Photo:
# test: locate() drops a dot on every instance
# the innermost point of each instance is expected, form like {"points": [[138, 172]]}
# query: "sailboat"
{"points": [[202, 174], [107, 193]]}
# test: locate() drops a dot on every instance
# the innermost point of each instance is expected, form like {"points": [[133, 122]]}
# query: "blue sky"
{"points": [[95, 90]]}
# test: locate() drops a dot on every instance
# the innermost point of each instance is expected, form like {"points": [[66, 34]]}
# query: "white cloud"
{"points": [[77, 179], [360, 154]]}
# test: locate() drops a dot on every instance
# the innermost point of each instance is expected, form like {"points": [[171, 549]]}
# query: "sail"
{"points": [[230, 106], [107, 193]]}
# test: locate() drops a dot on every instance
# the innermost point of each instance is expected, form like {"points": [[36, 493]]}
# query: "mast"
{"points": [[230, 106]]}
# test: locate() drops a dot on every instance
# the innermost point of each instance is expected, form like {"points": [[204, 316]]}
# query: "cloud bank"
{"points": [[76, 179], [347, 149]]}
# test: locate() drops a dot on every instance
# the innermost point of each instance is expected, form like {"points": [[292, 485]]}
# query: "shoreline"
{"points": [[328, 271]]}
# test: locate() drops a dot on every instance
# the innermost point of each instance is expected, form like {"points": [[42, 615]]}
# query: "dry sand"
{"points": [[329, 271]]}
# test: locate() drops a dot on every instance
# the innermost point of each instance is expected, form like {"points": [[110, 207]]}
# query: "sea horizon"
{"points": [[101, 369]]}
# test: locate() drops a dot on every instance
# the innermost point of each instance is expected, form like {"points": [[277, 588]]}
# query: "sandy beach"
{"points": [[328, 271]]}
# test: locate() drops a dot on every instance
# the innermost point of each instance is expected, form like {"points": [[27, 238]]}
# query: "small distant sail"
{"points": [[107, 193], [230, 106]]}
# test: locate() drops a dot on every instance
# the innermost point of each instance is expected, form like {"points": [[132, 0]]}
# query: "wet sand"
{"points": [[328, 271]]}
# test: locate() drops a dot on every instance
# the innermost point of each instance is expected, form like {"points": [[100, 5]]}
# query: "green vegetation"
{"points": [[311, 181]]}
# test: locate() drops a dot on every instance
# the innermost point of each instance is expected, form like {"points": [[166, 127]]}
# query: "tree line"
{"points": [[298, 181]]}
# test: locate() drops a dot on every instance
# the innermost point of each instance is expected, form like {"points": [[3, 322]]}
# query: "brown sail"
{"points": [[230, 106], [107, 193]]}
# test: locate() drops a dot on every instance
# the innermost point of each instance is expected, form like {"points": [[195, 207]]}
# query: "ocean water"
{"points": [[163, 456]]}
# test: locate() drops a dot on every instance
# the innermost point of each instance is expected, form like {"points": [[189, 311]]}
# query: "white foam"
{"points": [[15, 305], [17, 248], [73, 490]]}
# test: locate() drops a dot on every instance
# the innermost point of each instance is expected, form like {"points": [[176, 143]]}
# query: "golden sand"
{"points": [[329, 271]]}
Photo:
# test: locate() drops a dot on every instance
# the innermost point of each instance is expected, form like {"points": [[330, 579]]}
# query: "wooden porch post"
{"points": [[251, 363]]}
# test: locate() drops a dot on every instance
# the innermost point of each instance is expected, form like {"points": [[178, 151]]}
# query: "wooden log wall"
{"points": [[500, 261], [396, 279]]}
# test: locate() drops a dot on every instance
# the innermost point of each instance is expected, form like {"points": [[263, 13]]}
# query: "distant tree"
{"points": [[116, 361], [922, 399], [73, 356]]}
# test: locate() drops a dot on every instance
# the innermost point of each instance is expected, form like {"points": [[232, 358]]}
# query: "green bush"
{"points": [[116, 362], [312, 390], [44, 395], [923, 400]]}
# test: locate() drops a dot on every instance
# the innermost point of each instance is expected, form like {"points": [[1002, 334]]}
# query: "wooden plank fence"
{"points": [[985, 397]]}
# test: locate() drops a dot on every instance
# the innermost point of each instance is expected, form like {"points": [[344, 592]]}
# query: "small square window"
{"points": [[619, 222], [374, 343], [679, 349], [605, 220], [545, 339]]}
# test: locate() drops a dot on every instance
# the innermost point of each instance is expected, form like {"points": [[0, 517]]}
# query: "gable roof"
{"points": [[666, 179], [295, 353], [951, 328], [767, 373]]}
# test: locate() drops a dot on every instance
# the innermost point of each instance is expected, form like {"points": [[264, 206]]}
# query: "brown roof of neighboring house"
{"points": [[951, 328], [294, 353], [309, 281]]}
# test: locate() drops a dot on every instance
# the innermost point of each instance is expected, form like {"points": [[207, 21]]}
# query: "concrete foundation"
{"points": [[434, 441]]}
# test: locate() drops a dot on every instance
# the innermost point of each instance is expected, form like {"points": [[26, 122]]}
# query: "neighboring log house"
········
Print the records once more, exactly as they were given.

Written solution:
Photo:
# test: locate() drops a dot on every instance
# the innermost point of each instance is expected, form like {"points": [[138, 172]]}
# query: "sailboat"
{"points": [[202, 174], [107, 193]]}
# test: locate() drops a dot on every instance
# the innermost point of each instance is expected, form like {"points": [[133, 122]]}
# query: "blue sky"
{"points": [[95, 90]]}
# test: locate() drops a dot on every instance
# the innermost point of each instance is expected, form like {"points": [[66, 34]]}
# query: "white cloud"
{"points": [[77, 179], [360, 154]]}
# test: locate() drops a dot on every instance
# the innermost point of each instance is expected, form like {"points": [[171, 549]]}
# query: "sail"
{"points": [[230, 106], [107, 193]]}
# test: locate() drops a dot on every instance
# the innermost point of each instance is expected, form like {"points": [[36, 493]]}
# query: "mast"
{"points": [[230, 106]]}
# test: locate() drops a dot on every instance
# the innermost point of each instance is expected, form like {"points": [[204, 316]]}
# query: "cloud bank"
{"points": [[76, 179], [347, 149]]}
# test: locate() drops a dot on every instance
# the innermost point of each instance is expected, form like {"points": [[292, 485]]}
# query: "shoreline"
{"points": [[328, 271]]}
# test: locate() drops a dot on every instance
# the innermost point of each instance is expected, form like {"points": [[42, 615]]}
# query: "dry sand"
{"points": [[329, 271]]}
# test: locate() drops a dot on every instance
# the innermost point of each instance is expected, form like {"points": [[110, 207]]}
# query: "sea horizon"
{"points": [[101, 369]]}
# test: locate() drops a dot on every instance
# the innermost point of each instance is expected, form like {"points": [[277, 588]]}
# query: "sandy beach"
{"points": [[328, 271]]}
# test: locate() drops a dot on every instance
# the innermost point of each instance is expected, form like {"points": [[27, 238]]}
# query: "small distant sail"
{"points": [[107, 193], [230, 106]]}
# test: locate() drops a dot on every instance
# the innermost point of each instance is expected, form like {"points": [[132, 0]]}
# query: "wet sand"
{"points": [[328, 271]]}
# test: locate() drops a dot on every instance
# the innermost point of each instance is expected, form like {"points": [[100, 5]]}
# query: "green vegetation"
{"points": [[311, 181]]}
# test: locate() drops a dot on every instance
# the innermost point of each instance is expected, form like {"points": [[166, 127]]}
# query: "tree line"
{"points": [[298, 181]]}
# test: locate() drops a dot on every instance
# the innermost point of each instance is expected, form like {"points": [[3, 322]]}
# query: "brown sail"
{"points": [[230, 106], [107, 193]]}
# test: locate() drops a dot on every instance
# the innermost point of each instance is expected, form like {"points": [[195, 207]]}
# query: "ocean water"
{"points": [[163, 456]]}
# test: locate() drops a dot on every instance
# the innermost point of each instance is expected, form like {"points": [[189, 311]]}
# query: "white foam"
{"points": [[15, 305], [17, 248], [73, 490]]}
# test: locate() drops a dot on every instance
# the innermost point of each instance is expected, form like {"points": [[176, 143]]}
# query: "golden sand"
{"points": [[329, 271]]}
Photo:
# test: locate() drops a dot on every instance
# the innermost point of each instance is expected, form like {"points": [[330, 579]]}
# query: "wooden porch post"
{"points": [[251, 363]]}
# test: locate() drops a dot on every instance
# the innermost point of each instance is expected, form like {"points": [[178, 151]]}
# query: "wooden log wall"
{"points": [[500, 261], [396, 279]]}
# test: locate() drops a dot on every instance
# the innermost point of each instance is expected, form like {"points": [[263, 13]]}
# query: "distant tree"
{"points": [[116, 361], [922, 399], [73, 356]]}
# test: locate() drops a dot on every instance
# the innermost point of each instance is expected, form like {"points": [[232, 358]]}
# query: "green bush"
{"points": [[116, 362], [312, 390], [44, 395], [923, 400]]}
# test: locate() drops a dot on every instance
# the innermost point of each instance is expected, form like {"points": [[1002, 334]]}
# query: "wooden plank fence"
{"points": [[985, 397]]}
# test: locate() drops a dot on every instance
# the innermost point of each instance is expected, form like {"points": [[344, 592]]}
# query: "small square window"
{"points": [[619, 222], [374, 343], [679, 349], [605, 220], [545, 339]]}
# test: locate() drops a dot on every instance
# the innermost point of each instance is expected, form like {"points": [[0, 517]]}
# query: "gable roof"
{"points": [[666, 179], [295, 353], [951, 328], [767, 373]]}
# test: locate() drops a dot on every instance
# the innermost point of each instance is expected, form like {"points": [[264, 206]]}
# query: "brown roof of neighboring house"
{"points": [[951, 328], [294, 353], [309, 281]]}
# test: locate() drops a dot on every instance
# the innermost point of each instance is expected, form like {"points": [[207, 21]]}
# query: "concrete foundation"
{"points": [[434, 441]]}
# test: locate() drops a dot on every instance
# the innermost point of each instance is expected, form like {"points": [[26, 122]]}
# query: "neighboring log house"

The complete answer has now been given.